» ASSIGNED TASK A: Turn the lines of the records, starting at the first line and ending at the line that contains "positive clicks: (892, 166)", into a numbered list with blank lines left out.

Public Policy / opinion
Would our political parties get past the Fair Trading Act? Chris Trotter assesses how each political party in Parliament differs between what they promise and what they deliver
Opening a can of worms
Image sourced from Shutterstock.com

By Chris Trotter*

What if our political parties were subject to the Fair Trading Act? What if they, like the nation’s businesses, were prohibited from misleading their consumers – i.e. the voters – about the nature, characteristics, suitability, or quantity of the products – i.e. the policies – on offer? Would they pass muster? Or would MBIE be sending them a letter? 

Let’s begin with the smaller parties.

The unlikelihood of ever finding themselves in a position to implement their entire policy agenda significantly reduces the political incentives for small parties to obfuscate and mislead the voters.

Such honesty is both refreshing and alarming. Small parties like Te Pati Māori, NZ First, Act, and the Greens are not, as a rule, reticent about their plans for the country. They rightly intuit that ideological candour attracts more serious interest than political evasiveness. Their preference is for the narrow temple over the broad church.

» SUPPLIED MATERIAL:

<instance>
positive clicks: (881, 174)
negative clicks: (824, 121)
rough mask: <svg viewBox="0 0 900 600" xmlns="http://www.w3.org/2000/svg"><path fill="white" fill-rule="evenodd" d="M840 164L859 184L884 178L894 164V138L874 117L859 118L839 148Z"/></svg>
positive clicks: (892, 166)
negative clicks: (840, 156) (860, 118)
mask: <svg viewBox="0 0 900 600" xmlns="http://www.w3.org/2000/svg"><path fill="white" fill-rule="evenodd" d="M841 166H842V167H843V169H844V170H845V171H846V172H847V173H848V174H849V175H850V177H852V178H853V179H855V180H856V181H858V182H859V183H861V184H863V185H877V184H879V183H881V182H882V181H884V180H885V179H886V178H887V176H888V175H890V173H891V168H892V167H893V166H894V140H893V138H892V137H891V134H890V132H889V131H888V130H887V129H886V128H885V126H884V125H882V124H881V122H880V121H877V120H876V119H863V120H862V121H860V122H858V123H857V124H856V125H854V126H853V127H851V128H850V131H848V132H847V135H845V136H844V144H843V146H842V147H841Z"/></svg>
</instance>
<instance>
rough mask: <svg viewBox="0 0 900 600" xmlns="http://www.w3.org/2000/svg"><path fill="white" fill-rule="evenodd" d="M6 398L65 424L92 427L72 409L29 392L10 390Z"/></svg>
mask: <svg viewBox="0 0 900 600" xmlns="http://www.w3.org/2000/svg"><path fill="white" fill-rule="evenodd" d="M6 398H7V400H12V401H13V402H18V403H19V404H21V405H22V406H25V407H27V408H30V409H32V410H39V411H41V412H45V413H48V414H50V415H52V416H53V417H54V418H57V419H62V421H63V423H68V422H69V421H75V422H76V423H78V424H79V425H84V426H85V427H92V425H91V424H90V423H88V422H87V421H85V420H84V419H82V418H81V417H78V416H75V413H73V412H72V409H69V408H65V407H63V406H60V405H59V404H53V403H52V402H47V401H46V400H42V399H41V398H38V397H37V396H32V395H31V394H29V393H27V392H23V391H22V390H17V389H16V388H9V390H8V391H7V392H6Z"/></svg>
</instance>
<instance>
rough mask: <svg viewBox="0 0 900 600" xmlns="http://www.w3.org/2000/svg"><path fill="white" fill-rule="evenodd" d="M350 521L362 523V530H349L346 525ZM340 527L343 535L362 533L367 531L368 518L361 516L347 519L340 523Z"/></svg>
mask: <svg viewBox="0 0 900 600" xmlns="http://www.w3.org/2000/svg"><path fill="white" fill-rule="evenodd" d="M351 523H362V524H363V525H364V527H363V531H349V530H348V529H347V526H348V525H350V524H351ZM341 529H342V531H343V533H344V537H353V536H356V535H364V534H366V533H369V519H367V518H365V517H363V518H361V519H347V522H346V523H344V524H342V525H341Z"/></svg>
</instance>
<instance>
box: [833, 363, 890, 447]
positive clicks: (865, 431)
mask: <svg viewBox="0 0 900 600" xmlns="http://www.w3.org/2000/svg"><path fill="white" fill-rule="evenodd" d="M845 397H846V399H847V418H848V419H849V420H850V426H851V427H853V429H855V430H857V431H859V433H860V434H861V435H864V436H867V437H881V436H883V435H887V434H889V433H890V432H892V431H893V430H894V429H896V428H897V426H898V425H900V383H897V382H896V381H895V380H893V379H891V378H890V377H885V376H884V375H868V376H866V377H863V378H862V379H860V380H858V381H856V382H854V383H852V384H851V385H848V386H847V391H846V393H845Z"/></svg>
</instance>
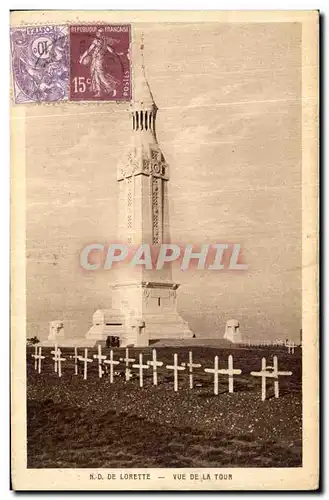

» ASSIGNED TASK B: Name every small party that the opinion piece on political parties lists as an example.

» TASK RESPONSE A:
1. <instance>
2. positive clicks: (881, 174)
3. negative clicks: (824, 121)
4. rough mask: <svg viewBox="0 0 900 600" xmlns="http://www.w3.org/2000/svg"><path fill="white" fill-rule="evenodd" d="M840 164L859 184L884 178L894 164V138L874 117L859 118L839 148Z"/></svg>
5. positive clicks: (892, 166)

» TASK RESPONSE B: Te Pati Māori, NZ First, Act, the Greens